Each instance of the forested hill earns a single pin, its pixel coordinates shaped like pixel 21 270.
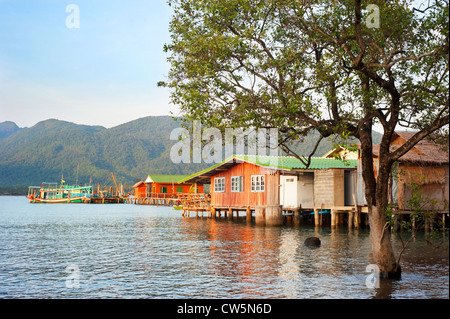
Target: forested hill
pixel 29 156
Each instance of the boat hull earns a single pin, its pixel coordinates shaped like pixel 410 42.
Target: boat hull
pixel 79 199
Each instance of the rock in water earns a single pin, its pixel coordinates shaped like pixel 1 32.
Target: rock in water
pixel 312 242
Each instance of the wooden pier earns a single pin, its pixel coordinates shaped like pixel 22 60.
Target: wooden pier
pixel 156 199
pixel 336 216
pixel 104 200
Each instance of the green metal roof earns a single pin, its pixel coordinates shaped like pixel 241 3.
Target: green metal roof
pixel 167 178
pixel 275 162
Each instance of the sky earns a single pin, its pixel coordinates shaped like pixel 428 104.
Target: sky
pixel 97 66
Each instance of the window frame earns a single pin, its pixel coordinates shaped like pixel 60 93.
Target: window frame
pixel 236 187
pixel 258 183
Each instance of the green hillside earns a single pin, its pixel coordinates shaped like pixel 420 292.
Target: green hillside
pixel 29 156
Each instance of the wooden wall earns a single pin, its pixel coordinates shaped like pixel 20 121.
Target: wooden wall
pixel 172 188
pixel 246 198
-*-
● What the task requires
Revise the lines from the one holding "Each instance of the wooden wall" through the end of the entries, inclusive, replacing "wooden wall" with "timber wall" and leaving everything else unchanged. Return only those lines.

● Result
Each instance of the timber wall earns a single pin, its pixel coordinates shaped like pixel 20 121.
Target: timber wall
pixel 172 188
pixel 246 198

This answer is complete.